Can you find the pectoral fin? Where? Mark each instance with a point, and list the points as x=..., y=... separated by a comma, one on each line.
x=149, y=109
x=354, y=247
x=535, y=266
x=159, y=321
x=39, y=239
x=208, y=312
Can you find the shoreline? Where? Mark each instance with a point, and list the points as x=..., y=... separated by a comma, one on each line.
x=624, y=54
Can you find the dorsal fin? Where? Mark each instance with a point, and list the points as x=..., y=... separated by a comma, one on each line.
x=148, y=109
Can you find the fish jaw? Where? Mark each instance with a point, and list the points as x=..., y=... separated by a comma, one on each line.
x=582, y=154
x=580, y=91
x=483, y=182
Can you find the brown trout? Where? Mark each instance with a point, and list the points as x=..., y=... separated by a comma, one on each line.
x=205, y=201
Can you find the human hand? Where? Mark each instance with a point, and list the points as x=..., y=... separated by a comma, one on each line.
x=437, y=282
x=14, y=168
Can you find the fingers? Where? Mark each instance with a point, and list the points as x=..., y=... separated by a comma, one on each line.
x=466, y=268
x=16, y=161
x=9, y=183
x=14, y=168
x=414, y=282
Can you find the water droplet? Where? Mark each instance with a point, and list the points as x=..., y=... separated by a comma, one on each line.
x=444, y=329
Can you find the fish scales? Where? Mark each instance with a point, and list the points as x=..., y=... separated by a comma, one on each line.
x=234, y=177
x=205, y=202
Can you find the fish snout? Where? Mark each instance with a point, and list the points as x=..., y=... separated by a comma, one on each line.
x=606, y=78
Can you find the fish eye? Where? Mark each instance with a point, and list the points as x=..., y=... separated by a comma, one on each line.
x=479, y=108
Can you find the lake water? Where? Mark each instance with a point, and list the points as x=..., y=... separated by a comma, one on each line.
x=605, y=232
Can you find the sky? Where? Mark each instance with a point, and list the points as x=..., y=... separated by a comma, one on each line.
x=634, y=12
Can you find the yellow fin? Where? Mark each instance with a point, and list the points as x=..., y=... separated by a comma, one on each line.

GOAL => Rewrite all of the records above, swapping "instance" for "occurrence" wherever it appears and leaving everything else the same.

SOLUTION FOR THIS EXERCISE =>
Can you find the pectoral fin? Where? Mark each occurrence with a point, and list the points as x=..., y=... separated by a comma, one on each line.
x=149, y=109
x=354, y=247
x=535, y=266
x=159, y=321
x=39, y=239
x=208, y=312
Can you find the shoreline? Where? Mark each occurrence with a point, and list the points as x=..., y=... separated by a comma, one on each line.
x=624, y=54
Can you find the dorsal fin? Where? Mark each occurrence with a point, and list the points as x=..., y=... separated by a comma, one on each line.
x=148, y=109
Can you find the fish jaw? Where? Mark each occurrence with a point, and list the points as x=..., y=... separated by a comma, one on each line.
x=582, y=154
x=580, y=91
x=483, y=182
Can you find the brown trout? Where? Mark each occurrence with a point, and list the points as x=..., y=... separated by a comma, one on each line.
x=205, y=201
Can you find the human hand? Where? Mark each occurrence with a point, and list the points as x=..., y=... separated by a comma, one on each line.
x=437, y=282
x=14, y=168
Can you find the fingers? Where? Mark each occurrence with a point, and list the points as x=..., y=... separated by a comma, one on each line.
x=466, y=268
x=16, y=161
x=9, y=183
x=14, y=168
x=414, y=282
Can you find the water droplet? Where? Mark each occurrence with a point, and list the points as x=..., y=... separated by a comma, one on each line.
x=444, y=329
Can you find the fish scales? Where? Mark each occurrence with a point, and list the points as x=..., y=... separated by a comma, one on each line.
x=234, y=177
x=205, y=202
Can you find the fish snout? Where? Mark each occurrence with a point, and list the points as x=..., y=... separated by a comma, one on each line.
x=606, y=78
Can you find the fish eye? Where? Mark each occurrence with a point, and list the points as x=..., y=... separated by a comma, one on each line.
x=479, y=108
Can you find the lake water? Where? Mark each occurrence with a point, and list the points as x=..., y=... separated by a comma, one on each line.
x=605, y=232
Can you find the sky? Where? Mark each occurrence with a point, and list the points as x=..., y=... separated by a comma, one on each line.
x=634, y=12
Can you find the yellow fin? Where? Mark each occurrence with a point, and list the points as x=..., y=... separated by a comma, one on each line.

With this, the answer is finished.